### Extracted entries

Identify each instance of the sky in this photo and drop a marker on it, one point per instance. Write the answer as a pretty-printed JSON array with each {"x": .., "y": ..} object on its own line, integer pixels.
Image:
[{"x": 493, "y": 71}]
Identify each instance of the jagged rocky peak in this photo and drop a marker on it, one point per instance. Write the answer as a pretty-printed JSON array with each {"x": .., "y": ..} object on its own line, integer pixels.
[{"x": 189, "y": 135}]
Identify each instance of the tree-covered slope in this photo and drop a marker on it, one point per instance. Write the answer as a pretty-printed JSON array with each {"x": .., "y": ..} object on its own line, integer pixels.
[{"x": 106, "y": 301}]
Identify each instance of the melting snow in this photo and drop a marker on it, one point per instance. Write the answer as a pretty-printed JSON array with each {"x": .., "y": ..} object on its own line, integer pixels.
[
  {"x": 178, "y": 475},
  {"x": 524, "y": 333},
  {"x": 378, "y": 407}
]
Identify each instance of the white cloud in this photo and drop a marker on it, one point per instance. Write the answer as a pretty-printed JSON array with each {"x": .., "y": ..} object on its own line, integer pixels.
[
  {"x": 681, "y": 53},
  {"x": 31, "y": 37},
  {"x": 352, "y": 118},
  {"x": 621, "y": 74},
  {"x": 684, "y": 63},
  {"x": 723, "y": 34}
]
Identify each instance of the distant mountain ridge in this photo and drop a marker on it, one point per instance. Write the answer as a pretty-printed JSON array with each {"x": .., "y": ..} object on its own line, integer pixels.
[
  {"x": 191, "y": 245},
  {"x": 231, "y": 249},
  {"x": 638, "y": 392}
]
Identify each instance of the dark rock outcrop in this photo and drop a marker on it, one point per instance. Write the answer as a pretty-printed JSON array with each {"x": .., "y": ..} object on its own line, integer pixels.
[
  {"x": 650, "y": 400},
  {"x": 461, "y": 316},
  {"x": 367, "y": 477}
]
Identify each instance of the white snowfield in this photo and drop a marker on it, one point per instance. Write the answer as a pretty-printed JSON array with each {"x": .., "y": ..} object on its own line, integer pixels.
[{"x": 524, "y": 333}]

### Aim
Rewrite the lines above as a JSON list of strings, with one string for each line and any blank lines dropped.

### Output of the exercise
[
  "Identify each instance of the sky in this photo and drop a marker on it, one point per instance. Write the answer as a pretty-printed JSON array with each {\"x\": .., \"y\": ..} object on its own line, integer pixels.",
  "Image:",
  "[{\"x\": 493, \"y\": 71}]",
  "Identify each instance of the jagged rocky peak in this photo and drop a marker on it, one point per instance. Write the answer as a pretty-printed JSON array with each {\"x\": .., \"y\": ..} object on its own line, integer pixels.",
  "[{\"x\": 189, \"y\": 135}]",
  "Identify each instance of the tree-covered slope in this photo and drop a marker on it, one point per instance. Write the answer as a pretty-printed JSON array with each {\"x\": .., \"y\": ..} object on its own line, integer pixels.",
  "[{\"x\": 106, \"y\": 301}]",
  "Identify each instance of the melting snow in this photo and drop a marker on it, one point per instance. Write the answer as a pretty-printed JSON array with each {\"x\": .., \"y\": ..} object on its own line, integer pixels.",
  "[",
  "  {\"x\": 178, \"y\": 475},",
  "  {\"x\": 524, \"y\": 333},",
  "  {\"x\": 378, \"y\": 407}",
  "]",
  "Identify each instance of the white cloud in this photo and drop a marker on it, one point per instance. Write the answer as a pretty-printed JSON array with each {\"x\": .., \"y\": ..} object on its own line, integer pixels.",
  "[",
  "  {\"x\": 681, \"y\": 53},",
  "  {\"x\": 31, \"y\": 37},",
  "  {\"x\": 352, \"y\": 118},",
  "  {\"x\": 621, \"y\": 74},",
  "  {\"x\": 684, \"y\": 63},",
  "  {\"x\": 723, \"y\": 34}",
  "]",
  "Identify each instance of the distant mountain ridge in this photo and drop a marker on it, one point per instance. Write the answer as a pretty-printed JSON array with each {\"x\": .., \"y\": ..} object on its own line, integer pixels.",
  "[",
  "  {\"x\": 191, \"y\": 245},",
  "  {\"x\": 231, \"y\": 249},",
  "  {\"x\": 638, \"y\": 392}",
  "]",
  "Identify each instance of the dark rock outcrop in this photo and drop a marker on it, one point per instance. Write the answer as a pretty-printed JSON array with each {\"x\": .., \"y\": ..} object on its own line, integer pixels.",
  "[",
  "  {\"x\": 650, \"y\": 400},",
  "  {\"x\": 461, \"y\": 316},",
  "  {\"x\": 367, \"y\": 477}",
  "]",
  "Identify each instance of the white snowfield in this photo and drop a marker on it, one point per instance. Write the answer as a pretty-printed JSON array with each {\"x\": .., \"y\": ..} object on its own line, integer pixels.",
  "[{\"x\": 524, \"y\": 333}]"
]